## Text provided
-----

Spring MongoDB distict - can't get full document - spring

I have collection in following format.
{
id:____,
name:"Carlos",
city:"Mumbai"
},
{
id:____,
name:"Pravin",
city:"Mumbai"
},
{
id:_____,
name:"Gaurav",
city:"Ahmedabad"
}
I want whole document distinct by city. I tried the db.collection.distinct("city"). But it returns only distinct cities.
Current Output:
["Mumbai","Ahmedabad"]
Expected Output:
{
id:____,
name:"Carlos",
city:"Mumbai"
},
{
id:_____,
name:"Gaurav",
city:"Ahmedabad"
}
Above you can see there is only one record of "Mumbai". I need this kind of output.
Anyone know how we can get whole document with distinct in spring-mongodb?

-----

## Data
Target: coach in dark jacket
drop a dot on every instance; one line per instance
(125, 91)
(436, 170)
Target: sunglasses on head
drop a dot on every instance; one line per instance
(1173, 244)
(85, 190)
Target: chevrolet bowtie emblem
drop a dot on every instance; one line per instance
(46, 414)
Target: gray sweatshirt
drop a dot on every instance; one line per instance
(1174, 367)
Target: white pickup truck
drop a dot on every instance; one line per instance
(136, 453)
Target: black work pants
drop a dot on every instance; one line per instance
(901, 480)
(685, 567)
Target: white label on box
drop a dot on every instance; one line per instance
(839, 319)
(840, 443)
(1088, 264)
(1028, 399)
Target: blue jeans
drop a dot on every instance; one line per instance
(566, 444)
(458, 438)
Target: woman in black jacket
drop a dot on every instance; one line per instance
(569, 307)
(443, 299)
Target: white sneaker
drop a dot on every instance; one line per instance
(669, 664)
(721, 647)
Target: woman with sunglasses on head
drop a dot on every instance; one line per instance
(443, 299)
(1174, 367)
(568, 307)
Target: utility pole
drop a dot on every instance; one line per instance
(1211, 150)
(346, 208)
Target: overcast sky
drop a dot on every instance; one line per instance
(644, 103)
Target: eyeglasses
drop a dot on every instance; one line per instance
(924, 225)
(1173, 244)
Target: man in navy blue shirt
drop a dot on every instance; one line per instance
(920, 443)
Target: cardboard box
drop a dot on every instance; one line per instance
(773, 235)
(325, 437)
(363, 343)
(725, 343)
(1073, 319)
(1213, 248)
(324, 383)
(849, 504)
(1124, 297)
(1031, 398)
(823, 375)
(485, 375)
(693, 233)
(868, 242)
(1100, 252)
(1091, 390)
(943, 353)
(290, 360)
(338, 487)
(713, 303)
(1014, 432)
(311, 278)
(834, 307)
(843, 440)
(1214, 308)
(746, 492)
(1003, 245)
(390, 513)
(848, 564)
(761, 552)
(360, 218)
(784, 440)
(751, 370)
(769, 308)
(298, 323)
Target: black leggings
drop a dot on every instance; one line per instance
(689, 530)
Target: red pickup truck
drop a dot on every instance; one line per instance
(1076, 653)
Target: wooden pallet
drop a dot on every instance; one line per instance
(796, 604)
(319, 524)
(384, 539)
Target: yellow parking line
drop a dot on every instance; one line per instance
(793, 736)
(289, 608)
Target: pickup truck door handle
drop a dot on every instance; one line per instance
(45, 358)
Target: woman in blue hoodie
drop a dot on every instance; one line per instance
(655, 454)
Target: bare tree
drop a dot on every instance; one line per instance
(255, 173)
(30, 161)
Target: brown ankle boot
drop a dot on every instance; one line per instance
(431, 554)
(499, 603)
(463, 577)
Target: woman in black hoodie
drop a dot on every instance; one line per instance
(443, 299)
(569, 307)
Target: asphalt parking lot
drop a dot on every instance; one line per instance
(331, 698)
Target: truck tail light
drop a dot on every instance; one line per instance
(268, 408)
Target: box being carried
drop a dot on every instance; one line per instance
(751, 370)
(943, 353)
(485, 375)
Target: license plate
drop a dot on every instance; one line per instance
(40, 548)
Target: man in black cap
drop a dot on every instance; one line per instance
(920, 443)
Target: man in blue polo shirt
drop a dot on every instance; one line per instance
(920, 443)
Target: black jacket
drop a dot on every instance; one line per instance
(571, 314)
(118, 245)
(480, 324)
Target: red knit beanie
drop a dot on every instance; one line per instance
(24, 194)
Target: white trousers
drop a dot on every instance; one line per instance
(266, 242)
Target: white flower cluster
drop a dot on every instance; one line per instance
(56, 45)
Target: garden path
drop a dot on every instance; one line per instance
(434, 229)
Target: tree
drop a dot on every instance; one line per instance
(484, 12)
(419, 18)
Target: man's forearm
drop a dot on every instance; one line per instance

-----

## Task brief
In the Spring MongoDB question, what did calling db.collection.distinct("city") return? The listing has no role in this.

## Full output
Only the distinct cities: ["Mumbai","Ahmedabad"].